**WRITTEN TASKS**
[A] Quote the passage of the thread beginning with the words "Thanks for the" and ending with "at the end)".
[B] How many lines of the entries contain the string "above", with case counting? Reply with only the number.

**SOURCE**
──────

The architecture looks like the following:

At the end of each block they are feeding the feature maps through a 1x1x1 conv in order to compress it and then concatenate all feature maps over their channel dim before feeding it to the classfier block.

However, as it turns out the compressed feature maps have all different sizes obviously and can therefore not be concatenated over their channels. The paper does not state anything in detail on how the feature maps are concatenated.

Is there a trick I am missing?
Right now I bypass the problem by upsampling all feature maps to the input shape of the original input, but I don’t know if that is the correct solution. There is also no mention of upsampling in the paper.

Thanks in advance!

It’s not completely clear, but I guess the authors make sure to keep the spatial size equal as described in 3.2:

[…]
To obtain an exponential increase of the receptive field,VGG-16 uses a max-pooling and downsampling layer after each block. However, this implementation would decrease the resolution of feature maps exponentially. Therefore, to preserve resolution through the network, we remove the max-pooling and downsampling layers and use dilated convolution in each block.
[…]

Thanks for the answer! However, I am using already the dilated convolutions and the feature maps still get smaller with each block.

Should dilated convolutions prevent this normally?
Did I implement something wrong?

Here is my implementation: (Note: This is currently still with the upsampling at the end)

class P_Net(nn.Module):
    def __init__(self, in_channels=2, out_channels=16):  # or out_channels = 64
        super(P_Net, self).__init__()

──────

**SUPPLIED INFORMATION**
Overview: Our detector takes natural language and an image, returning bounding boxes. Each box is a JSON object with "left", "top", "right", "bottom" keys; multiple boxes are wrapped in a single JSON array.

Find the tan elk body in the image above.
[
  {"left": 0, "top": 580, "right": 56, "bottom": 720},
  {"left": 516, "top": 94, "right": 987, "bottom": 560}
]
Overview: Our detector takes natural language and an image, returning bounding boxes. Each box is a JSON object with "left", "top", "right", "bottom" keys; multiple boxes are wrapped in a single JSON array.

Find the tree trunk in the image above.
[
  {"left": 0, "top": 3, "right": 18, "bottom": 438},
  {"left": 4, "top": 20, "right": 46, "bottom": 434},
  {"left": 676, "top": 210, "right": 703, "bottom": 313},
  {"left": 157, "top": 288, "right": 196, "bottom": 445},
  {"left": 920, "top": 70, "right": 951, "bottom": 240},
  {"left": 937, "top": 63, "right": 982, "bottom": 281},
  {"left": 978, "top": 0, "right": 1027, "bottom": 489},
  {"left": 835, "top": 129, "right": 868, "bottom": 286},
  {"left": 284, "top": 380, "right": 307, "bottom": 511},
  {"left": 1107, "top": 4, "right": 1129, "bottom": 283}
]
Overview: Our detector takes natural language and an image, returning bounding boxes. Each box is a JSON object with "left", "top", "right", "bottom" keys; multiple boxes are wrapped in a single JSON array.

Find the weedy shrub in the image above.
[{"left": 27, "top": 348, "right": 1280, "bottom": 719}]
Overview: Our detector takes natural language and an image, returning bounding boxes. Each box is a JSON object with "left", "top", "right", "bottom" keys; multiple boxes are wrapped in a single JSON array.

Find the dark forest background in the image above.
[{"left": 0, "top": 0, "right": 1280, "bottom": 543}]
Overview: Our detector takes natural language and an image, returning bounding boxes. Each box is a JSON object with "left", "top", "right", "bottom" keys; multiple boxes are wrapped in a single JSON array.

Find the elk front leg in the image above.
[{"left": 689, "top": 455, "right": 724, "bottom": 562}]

──────

**ANSWERS PER TASK**
[A]
Thanks for the answer! However, I am using already the dilated convolutions and the feature maps still get smaller with each block.

Should dilated convolutions prevent this normally?
Did I implement something wrong?

Here is my implementation: (Note: This is currently still with the upsampling at the end)

[B] 5